Longtemps cantonnées aux hanches, les boucles de ceinture ont changé de territoire. Aujourd’hui, elles s’imposent un peu partout sur la silhouette. Prada en a fait le cœur d’un de ses derniers sacs, et sur les podiums comme dans la rue, elles s’accrochent partout, transformant un détail fonctionnel en signature mode.
Un détail qui persiste depuis plusieurs saisons
Cet hiver encore, la boucle souvent décorative reste présente, notamment sur les combat boots à boucles, devenues incontournables. On les a vues massivement sur les podiums Printemps-Été 2025 chez Ganni, Ann Demeulemeester et Knwls. Côté labels émergents, Samira Camoscio aux chaussures et Sierra Rena aux sacs en ont fait même un point focal de leurs créations.


Mais cette tendance n’est pas née la saison dernière. Avant d’être le fantasme de toutes les utilisatrices de Pinterest, la botte à boucles appartenait surtout à un vestiaire alternatif. Le modèle Pirate de Vivienne Westwood, créé en 1981, en est l’exemple le plus emblématique : une botte subversive, punk, portée comme un manifeste.

Extrait du jeu de données
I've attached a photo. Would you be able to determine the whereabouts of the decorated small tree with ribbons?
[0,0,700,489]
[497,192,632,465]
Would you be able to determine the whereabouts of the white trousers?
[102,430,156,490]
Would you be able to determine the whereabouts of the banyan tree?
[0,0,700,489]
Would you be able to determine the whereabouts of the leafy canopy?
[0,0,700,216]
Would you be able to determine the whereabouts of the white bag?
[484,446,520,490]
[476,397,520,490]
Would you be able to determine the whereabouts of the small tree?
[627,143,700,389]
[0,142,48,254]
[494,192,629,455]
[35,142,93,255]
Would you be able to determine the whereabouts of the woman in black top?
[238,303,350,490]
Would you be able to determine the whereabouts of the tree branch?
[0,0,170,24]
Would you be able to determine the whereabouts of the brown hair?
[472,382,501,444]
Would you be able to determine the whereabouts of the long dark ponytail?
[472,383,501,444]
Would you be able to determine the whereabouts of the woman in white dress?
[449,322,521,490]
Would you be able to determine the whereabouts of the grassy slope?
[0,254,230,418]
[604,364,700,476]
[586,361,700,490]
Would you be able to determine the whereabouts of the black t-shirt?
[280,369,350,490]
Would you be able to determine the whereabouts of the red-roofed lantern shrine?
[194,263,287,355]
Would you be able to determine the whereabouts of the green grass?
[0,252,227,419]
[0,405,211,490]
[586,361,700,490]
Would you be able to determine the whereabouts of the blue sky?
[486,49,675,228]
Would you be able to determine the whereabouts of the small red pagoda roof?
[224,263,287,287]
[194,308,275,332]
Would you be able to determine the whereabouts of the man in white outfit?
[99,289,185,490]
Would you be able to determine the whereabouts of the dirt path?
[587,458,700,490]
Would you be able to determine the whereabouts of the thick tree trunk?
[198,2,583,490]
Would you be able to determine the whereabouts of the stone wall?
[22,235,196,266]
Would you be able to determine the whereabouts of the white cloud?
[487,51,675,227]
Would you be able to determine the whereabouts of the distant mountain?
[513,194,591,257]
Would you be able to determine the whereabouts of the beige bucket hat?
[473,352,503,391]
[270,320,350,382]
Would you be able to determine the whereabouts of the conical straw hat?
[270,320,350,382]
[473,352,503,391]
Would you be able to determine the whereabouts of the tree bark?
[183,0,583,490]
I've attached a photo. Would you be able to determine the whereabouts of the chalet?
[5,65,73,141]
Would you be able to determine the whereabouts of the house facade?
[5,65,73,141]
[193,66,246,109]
* * *
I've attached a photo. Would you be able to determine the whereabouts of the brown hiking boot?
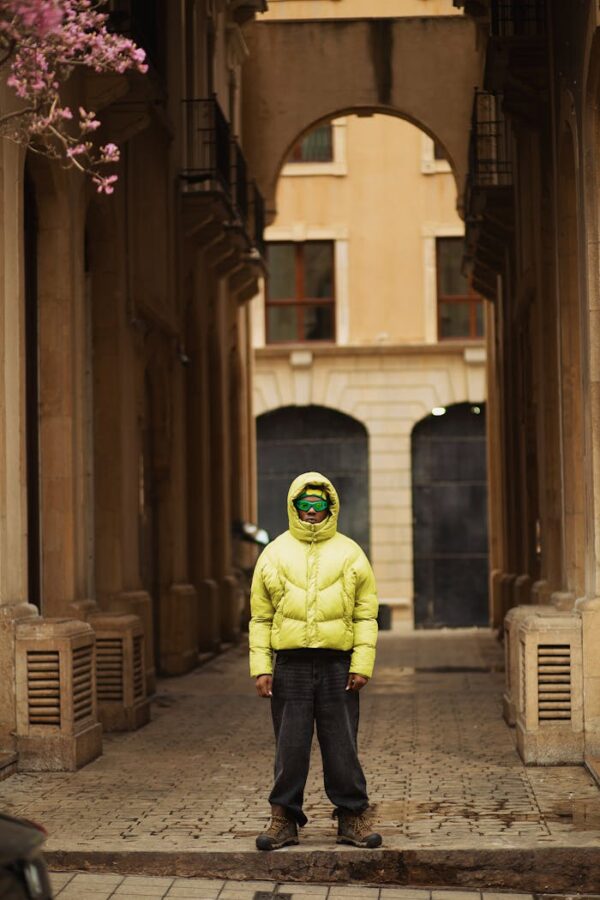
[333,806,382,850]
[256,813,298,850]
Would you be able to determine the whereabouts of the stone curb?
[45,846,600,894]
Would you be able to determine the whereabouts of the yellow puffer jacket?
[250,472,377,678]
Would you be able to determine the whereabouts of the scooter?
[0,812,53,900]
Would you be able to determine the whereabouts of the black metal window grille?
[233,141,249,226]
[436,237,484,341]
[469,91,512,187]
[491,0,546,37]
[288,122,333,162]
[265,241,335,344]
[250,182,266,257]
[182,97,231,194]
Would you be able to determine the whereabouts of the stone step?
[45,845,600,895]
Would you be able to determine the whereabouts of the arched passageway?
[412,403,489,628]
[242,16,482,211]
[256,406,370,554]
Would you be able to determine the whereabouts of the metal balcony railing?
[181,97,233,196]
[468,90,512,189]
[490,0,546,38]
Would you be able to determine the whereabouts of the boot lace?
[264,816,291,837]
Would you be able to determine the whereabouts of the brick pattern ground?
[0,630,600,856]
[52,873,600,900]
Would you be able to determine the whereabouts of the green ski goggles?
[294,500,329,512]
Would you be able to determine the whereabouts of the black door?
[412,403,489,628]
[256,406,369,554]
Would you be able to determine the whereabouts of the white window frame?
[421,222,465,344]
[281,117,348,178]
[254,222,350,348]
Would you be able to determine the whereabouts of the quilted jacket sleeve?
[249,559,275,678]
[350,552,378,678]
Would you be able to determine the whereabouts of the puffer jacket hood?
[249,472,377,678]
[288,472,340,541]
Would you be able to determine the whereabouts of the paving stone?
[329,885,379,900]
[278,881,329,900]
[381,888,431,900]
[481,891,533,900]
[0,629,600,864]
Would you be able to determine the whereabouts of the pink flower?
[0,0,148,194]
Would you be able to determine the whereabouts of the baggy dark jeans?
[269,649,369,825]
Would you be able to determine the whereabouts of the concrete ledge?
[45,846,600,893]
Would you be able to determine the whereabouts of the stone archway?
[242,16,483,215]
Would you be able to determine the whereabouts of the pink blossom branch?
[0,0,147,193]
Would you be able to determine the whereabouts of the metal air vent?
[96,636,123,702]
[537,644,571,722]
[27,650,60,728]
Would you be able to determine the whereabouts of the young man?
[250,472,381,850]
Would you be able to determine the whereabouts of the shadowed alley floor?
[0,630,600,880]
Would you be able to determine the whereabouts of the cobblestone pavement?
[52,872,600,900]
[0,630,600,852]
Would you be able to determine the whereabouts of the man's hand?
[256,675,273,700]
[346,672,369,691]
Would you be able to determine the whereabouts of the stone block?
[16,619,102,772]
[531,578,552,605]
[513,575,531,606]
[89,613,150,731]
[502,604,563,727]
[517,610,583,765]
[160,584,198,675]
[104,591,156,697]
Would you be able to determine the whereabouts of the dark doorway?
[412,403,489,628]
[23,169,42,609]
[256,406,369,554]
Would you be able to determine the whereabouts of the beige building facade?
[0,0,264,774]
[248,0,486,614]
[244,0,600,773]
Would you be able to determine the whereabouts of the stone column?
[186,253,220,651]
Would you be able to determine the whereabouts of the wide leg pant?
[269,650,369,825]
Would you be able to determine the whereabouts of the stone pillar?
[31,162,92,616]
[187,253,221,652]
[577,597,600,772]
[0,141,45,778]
* * *
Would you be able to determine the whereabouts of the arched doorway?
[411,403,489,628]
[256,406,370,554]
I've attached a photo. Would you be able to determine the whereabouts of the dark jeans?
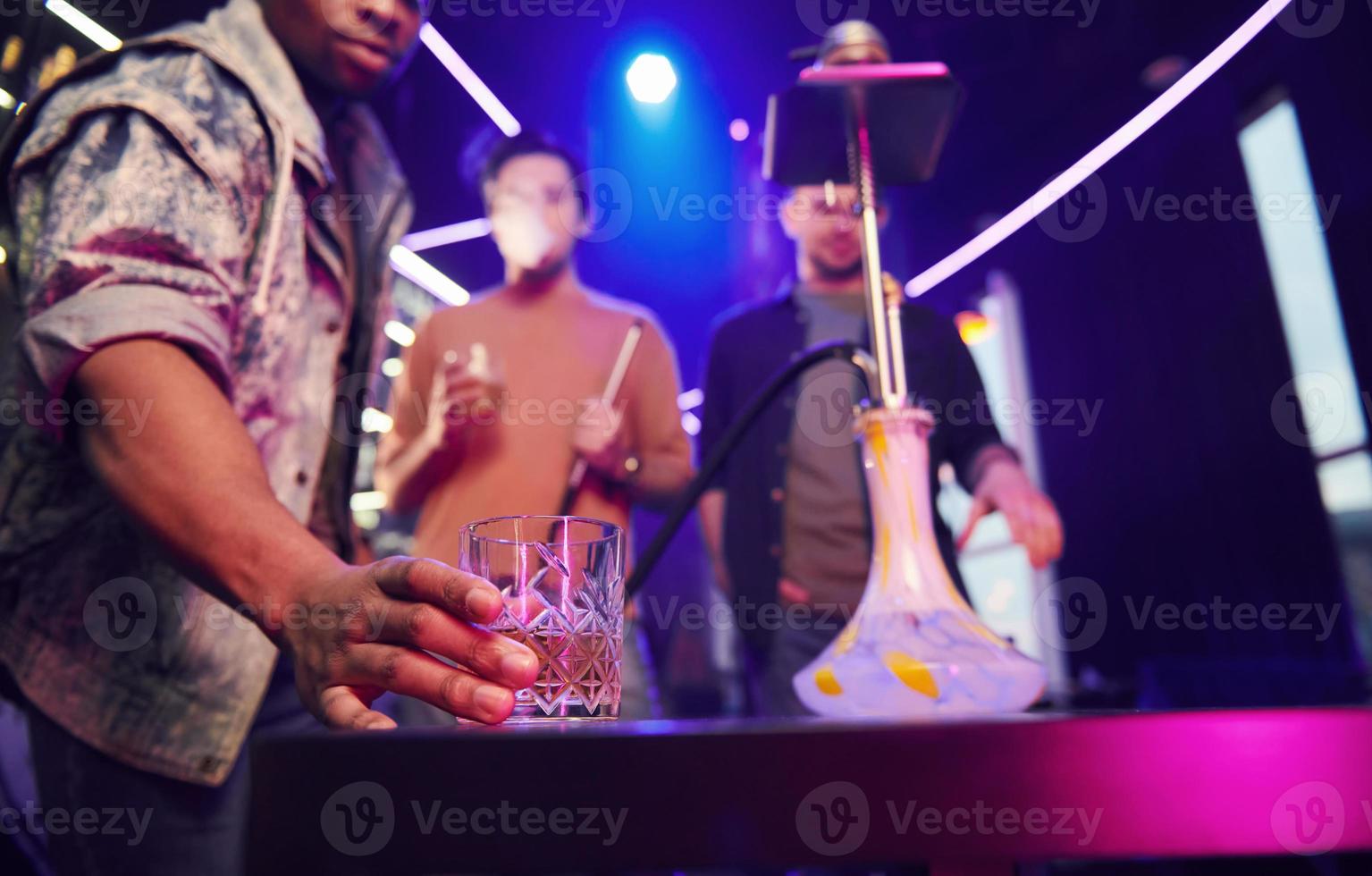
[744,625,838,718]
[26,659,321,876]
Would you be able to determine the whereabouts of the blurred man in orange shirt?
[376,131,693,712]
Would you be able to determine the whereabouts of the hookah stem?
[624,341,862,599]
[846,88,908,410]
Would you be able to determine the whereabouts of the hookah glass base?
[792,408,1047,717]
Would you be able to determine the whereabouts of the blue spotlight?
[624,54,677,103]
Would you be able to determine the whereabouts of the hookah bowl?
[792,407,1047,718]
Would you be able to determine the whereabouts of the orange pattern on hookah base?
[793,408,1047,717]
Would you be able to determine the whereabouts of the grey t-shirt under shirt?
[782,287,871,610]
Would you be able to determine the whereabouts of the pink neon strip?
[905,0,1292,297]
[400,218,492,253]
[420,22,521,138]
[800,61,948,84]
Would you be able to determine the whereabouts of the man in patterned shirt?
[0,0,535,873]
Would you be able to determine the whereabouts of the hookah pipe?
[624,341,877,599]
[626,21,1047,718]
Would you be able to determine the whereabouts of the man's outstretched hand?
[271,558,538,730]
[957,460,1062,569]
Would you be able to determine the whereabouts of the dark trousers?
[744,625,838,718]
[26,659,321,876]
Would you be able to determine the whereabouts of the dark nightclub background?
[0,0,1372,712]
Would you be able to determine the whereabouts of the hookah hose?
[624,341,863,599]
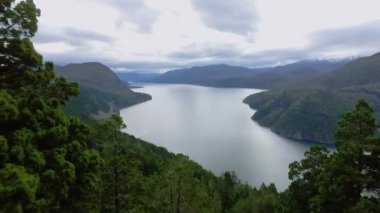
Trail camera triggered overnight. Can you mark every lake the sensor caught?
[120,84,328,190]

» **Série de consignes**
(A) Reproduisez le passage de l'article sur les boucles de ceinture allant de « Un détail qui » jusqu'à « de leurs créations. » inclus.
(B) Énumérez toutes les maisons chez lesquelles l'article sur les boucles de ceinture dit avoir vu des boucles sur les podiums Printemps-Été 2025.

» **Réponses ci-dessous**
(A)
Un détail qui persiste depuis plusieurs saisons
Cet hiver encore, la boucle souvent décorative reste présente, notamment sur les combat boots à boucles, devenues incontournables. On les a vues massivement sur les podiums Printemps-Été 2025 chez Ganni, Ann Demeulemeester et Knwls. Côté labels émergents, Samira Camoscio aux chaussures et Sierra Rena aux sacs en ont fait même un point focal de leurs créations.

(B) Ganni, Ann Demeulemeester, Knwls